(Stored items)
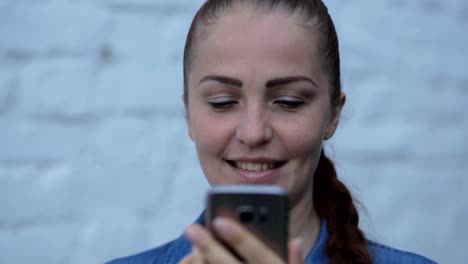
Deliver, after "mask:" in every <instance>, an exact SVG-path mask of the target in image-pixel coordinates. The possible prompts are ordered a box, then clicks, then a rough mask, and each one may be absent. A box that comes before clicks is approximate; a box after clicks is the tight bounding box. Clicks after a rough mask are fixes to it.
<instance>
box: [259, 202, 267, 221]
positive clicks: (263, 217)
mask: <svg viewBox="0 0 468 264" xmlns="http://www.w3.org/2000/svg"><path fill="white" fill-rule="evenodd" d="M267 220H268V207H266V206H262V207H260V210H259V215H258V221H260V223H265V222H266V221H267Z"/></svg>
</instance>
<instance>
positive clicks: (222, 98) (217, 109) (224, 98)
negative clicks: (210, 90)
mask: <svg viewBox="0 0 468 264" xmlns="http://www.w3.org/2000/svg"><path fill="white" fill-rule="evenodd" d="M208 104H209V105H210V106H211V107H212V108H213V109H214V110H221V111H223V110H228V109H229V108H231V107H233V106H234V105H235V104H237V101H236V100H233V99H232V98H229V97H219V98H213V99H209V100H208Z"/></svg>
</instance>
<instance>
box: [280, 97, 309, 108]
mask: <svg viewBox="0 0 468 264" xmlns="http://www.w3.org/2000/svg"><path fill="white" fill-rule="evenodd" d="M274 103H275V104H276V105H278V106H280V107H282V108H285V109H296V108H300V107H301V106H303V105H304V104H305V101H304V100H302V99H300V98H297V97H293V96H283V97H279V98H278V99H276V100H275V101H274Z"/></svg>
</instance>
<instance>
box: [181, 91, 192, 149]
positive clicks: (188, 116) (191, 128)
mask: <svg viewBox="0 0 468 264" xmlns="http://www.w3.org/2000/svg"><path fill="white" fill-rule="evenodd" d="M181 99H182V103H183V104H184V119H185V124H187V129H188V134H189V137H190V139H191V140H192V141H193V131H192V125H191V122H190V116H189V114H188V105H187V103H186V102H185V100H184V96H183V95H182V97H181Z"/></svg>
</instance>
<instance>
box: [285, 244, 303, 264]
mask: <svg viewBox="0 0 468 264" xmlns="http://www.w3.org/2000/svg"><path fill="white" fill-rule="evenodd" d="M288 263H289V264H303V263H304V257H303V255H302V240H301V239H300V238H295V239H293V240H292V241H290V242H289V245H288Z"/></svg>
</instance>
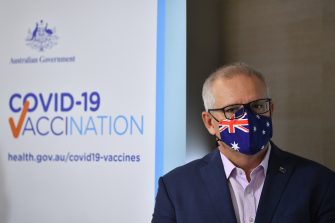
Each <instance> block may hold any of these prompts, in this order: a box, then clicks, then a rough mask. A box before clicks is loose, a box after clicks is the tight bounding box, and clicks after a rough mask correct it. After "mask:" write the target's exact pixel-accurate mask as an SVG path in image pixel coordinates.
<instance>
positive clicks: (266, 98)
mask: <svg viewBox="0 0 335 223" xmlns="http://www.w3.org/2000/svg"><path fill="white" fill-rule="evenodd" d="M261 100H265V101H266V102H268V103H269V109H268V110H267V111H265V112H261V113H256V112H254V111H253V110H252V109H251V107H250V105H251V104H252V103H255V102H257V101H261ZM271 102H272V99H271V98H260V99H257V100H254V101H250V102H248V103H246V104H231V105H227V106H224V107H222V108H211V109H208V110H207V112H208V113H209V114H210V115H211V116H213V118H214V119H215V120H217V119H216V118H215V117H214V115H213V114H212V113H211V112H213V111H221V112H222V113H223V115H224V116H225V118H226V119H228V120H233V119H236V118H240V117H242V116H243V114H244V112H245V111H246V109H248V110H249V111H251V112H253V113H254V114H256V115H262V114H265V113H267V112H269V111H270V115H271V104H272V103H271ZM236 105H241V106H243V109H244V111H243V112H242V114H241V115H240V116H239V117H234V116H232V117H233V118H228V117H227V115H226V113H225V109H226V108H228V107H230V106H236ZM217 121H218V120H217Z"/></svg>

...

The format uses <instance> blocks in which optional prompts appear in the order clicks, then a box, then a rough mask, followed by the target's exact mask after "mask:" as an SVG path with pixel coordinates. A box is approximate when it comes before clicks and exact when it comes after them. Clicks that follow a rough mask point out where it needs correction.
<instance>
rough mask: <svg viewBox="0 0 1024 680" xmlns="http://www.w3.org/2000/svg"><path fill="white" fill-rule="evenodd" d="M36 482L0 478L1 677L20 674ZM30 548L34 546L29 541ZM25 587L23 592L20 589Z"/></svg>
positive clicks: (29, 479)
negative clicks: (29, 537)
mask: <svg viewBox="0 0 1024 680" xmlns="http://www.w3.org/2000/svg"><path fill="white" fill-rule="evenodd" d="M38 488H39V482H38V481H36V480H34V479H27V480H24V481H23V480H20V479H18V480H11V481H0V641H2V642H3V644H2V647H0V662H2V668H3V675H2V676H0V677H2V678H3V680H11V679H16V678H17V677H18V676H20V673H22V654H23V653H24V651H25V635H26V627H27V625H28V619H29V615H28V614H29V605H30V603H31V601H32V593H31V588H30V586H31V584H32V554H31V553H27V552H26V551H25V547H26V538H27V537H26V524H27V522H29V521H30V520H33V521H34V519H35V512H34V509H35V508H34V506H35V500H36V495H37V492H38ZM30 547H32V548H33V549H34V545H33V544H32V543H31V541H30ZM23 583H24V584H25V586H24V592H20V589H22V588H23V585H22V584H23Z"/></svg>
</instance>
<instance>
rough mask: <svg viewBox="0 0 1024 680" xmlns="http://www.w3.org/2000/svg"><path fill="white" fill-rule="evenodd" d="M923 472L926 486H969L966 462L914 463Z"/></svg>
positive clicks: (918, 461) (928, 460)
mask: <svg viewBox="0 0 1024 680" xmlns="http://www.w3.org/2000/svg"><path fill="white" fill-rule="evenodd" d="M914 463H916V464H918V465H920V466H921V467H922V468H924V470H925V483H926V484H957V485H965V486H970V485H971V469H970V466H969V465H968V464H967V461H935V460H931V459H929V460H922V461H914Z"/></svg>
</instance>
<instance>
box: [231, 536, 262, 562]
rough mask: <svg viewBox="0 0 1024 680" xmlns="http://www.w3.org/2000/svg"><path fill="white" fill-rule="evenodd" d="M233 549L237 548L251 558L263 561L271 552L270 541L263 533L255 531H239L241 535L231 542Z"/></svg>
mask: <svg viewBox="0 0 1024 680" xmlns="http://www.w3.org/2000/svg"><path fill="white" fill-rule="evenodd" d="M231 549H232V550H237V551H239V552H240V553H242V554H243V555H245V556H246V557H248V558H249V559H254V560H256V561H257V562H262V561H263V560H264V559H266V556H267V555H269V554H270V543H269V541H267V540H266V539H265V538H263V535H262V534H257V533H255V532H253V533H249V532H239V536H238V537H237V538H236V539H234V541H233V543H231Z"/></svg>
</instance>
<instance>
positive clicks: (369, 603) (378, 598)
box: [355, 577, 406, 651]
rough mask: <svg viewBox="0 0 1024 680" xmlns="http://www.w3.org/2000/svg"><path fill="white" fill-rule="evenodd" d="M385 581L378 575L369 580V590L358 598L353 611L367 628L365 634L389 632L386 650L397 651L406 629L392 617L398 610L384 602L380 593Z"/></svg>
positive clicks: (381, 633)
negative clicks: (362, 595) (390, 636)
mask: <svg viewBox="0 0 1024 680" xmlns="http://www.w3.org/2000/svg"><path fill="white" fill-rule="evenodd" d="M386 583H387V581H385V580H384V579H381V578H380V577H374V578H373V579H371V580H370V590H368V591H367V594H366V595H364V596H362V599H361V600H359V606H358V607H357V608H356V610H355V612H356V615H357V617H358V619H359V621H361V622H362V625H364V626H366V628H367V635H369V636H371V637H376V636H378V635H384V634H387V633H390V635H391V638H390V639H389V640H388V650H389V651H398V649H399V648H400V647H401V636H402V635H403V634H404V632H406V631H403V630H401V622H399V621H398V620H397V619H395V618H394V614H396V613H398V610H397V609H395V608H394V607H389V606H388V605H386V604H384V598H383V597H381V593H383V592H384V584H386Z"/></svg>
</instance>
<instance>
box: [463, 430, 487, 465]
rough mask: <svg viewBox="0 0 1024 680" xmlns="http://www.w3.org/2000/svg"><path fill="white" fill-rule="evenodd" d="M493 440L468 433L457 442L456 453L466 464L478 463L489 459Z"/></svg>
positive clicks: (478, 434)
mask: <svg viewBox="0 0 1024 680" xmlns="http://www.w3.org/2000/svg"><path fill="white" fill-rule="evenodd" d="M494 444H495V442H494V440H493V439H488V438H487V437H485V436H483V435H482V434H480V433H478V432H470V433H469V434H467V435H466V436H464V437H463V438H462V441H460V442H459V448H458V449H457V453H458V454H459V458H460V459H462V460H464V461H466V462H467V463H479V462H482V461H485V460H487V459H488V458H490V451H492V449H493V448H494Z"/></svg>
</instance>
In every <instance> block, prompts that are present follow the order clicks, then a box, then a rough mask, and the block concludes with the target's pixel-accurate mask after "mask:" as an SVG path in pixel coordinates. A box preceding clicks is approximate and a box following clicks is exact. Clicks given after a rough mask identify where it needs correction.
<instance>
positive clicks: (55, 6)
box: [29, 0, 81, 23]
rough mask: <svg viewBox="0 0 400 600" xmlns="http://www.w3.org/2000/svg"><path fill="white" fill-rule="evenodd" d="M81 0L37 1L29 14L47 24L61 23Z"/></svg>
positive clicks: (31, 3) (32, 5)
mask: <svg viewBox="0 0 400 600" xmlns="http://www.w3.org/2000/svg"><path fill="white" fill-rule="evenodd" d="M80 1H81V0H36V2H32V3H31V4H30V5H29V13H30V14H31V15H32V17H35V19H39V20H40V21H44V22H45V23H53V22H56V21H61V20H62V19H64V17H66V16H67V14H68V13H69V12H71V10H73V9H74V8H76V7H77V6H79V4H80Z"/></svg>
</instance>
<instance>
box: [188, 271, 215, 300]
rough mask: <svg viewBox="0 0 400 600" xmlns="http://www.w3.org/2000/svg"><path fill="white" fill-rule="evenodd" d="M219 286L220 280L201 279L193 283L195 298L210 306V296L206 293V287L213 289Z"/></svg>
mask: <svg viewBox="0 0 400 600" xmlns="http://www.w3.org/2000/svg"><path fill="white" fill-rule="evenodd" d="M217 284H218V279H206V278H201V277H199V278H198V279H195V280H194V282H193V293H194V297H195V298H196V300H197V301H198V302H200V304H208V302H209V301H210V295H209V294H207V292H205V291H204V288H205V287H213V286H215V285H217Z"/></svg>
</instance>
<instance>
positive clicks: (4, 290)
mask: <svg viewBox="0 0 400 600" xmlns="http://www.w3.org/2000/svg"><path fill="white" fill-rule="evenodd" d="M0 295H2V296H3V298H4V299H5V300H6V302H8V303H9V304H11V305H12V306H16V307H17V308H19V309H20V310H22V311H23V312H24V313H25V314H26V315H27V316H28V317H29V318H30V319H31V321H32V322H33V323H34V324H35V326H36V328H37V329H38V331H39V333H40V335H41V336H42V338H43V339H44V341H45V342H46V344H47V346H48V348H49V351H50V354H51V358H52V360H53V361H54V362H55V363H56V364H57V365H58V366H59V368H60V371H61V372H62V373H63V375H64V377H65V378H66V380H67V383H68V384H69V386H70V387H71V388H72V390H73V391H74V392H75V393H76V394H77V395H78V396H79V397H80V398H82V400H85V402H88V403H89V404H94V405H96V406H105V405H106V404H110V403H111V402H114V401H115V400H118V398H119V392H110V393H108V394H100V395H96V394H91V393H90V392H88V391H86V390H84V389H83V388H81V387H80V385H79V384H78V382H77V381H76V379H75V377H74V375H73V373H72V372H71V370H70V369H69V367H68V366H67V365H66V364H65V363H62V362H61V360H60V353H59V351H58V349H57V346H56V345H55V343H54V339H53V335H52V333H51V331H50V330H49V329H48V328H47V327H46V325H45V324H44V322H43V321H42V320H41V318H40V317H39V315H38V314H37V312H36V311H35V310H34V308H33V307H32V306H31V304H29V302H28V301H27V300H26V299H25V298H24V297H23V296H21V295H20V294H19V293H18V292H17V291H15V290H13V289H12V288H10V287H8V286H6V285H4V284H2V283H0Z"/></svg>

_Action item_: Return each line of the records above that contains the string "prompts", paying attention to case.

_Solution for this task_:
Deliver, after "mask:" in every <instance>, an exact SVG-path mask of the target in image-pixel coordinates. The possible prompts are ordered a box, then clicks, then a rough mask, and each one may be absent. A box that comes before clicks is approximate; a box after clicks is the tight bounding box. Clicks after a rough mask are fixes to it.
Each <instance> block may hold any of these prompts, in this order: a box, then clicks, then a rough mask. A box before clicks is loose, a box after clicks is the tight bounding box, and clicks after a rough mask correct it. After "mask:" write the target's exact pixel-accurate mask as an SVG path in image pixel coordinates.
The format uses <instance> blocks in which optional prompts appear in the order clicks, then a box, then a rough mask, followed by the target's exact mask after "mask:" as an SVG path with pixel coordinates. A box is approximate when it comes before clicks and exact when it comes after them. Clicks that follow a rough mask point out where it needs correction.
In every <instance> block, prompts that are present follow the order clicks, then a box, then a rough mask, and the block concludes with the target's pixel-accurate mask after "mask:" as an SVG path in pixel coordinates. A box preceding clicks is approximate and a box following clicks is exact. Clicks given after a rough mask identify where it needs correction.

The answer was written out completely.